(Records)
--------

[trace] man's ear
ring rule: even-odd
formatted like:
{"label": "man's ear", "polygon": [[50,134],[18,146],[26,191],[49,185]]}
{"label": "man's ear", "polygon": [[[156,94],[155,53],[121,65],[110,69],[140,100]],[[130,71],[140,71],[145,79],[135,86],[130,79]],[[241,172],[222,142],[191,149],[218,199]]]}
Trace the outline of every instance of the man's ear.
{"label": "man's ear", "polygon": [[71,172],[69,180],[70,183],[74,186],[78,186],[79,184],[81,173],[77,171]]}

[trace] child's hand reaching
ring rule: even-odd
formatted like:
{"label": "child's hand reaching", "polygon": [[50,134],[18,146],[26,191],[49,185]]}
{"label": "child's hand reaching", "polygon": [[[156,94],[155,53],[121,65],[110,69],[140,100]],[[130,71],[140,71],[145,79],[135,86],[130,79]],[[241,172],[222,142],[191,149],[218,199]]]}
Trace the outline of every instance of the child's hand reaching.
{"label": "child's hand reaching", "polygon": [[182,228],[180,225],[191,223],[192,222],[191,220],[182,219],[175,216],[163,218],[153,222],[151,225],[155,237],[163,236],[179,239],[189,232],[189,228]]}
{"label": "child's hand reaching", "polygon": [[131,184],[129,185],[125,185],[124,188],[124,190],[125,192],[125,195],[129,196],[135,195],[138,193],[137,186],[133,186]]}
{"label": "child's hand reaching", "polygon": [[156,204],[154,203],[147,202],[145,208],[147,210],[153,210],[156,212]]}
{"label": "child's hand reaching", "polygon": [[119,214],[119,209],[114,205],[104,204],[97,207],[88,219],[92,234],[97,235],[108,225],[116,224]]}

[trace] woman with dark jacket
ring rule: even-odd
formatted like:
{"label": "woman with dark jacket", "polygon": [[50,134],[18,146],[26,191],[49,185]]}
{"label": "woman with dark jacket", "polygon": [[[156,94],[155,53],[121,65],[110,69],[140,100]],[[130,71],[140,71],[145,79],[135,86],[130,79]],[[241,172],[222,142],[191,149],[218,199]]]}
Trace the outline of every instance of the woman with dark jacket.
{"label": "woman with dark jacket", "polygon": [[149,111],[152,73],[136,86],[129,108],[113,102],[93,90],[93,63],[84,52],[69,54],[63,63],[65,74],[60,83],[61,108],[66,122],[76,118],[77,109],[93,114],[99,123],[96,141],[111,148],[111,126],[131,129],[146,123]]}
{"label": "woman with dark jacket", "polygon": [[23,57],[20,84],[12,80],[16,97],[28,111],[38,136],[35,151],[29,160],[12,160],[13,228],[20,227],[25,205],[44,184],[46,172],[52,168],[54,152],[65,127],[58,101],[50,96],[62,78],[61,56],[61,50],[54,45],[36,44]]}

--------

**Directions for this task:** Copy the whole listing above line for line, changing nothing.

**Written response:**
[trace] man's ear
ring rule: even-odd
formatted like:
{"label": "man's ear", "polygon": [[50,134],[18,146],[26,191],[49,185]]}
{"label": "man's ear", "polygon": [[[156,94],[155,53],[121,65],[110,69],[140,100]],[[130,71],[140,71],[145,79],[135,86],[130,79]],[[241,172],[222,142],[191,149],[218,199]]]}
Trace the outline of every instance of the man's ear.
{"label": "man's ear", "polygon": [[71,172],[69,180],[70,183],[74,186],[78,186],[79,184],[81,173],[77,171]]}

[trace] child's hand reaching
ring rule: even-odd
formatted like:
{"label": "child's hand reaching", "polygon": [[50,134],[18,146],[26,191],[49,185]]}
{"label": "child's hand reaching", "polygon": [[[156,94],[155,53],[121,65],[110,69],[140,100]],[[130,71],[140,71],[145,79],[135,86],[130,79]],[[241,172],[222,142],[191,149],[218,199]]]}
Trace the outline of every instance of the child's hand reaching.
{"label": "child's hand reaching", "polygon": [[182,228],[180,225],[191,223],[192,222],[191,220],[182,219],[175,216],[163,218],[153,222],[151,225],[155,237],[163,236],[179,239],[189,232],[189,228]]}
{"label": "child's hand reaching", "polygon": [[131,184],[129,185],[125,185],[124,188],[124,190],[125,192],[125,195],[129,196],[135,195],[138,193],[137,186],[133,186]]}
{"label": "child's hand reaching", "polygon": [[156,204],[154,203],[147,202],[145,208],[147,210],[153,210],[156,212]]}
{"label": "child's hand reaching", "polygon": [[119,214],[119,209],[114,205],[104,204],[97,207],[88,219],[92,234],[97,235],[108,225],[116,224]]}

[trace] woman with dark jacket
ring rule: even-odd
formatted like:
{"label": "woman with dark jacket", "polygon": [[50,134],[18,146],[26,191],[49,185]]}
{"label": "woman with dark jacket", "polygon": [[[156,94],[155,53],[121,65],[110,69],[140,100]],[[130,71],[140,71],[145,79],[135,86],[130,79]],[[241,172],[222,142],[191,149],[218,199]]]}
Trace the outline of every instance of the woman with dark jacket.
{"label": "woman with dark jacket", "polygon": [[149,111],[152,73],[136,86],[129,108],[113,102],[93,90],[93,63],[84,52],[69,54],[63,63],[65,74],[60,83],[61,108],[66,122],[76,118],[77,109],[93,114],[99,123],[96,141],[111,148],[111,126],[131,129],[146,123]]}
{"label": "woman with dark jacket", "polygon": [[23,57],[20,84],[12,80],[16,97],[28,111],[38,136],[35,151],[29,160],[12,160],[13,228],[20,227],[25,205],[44,184],[46,172],[52,168],[54,152],[65,127],[58,101],[50,96],[62,78],[61,56],[61,50],[54,45],[36,44]]}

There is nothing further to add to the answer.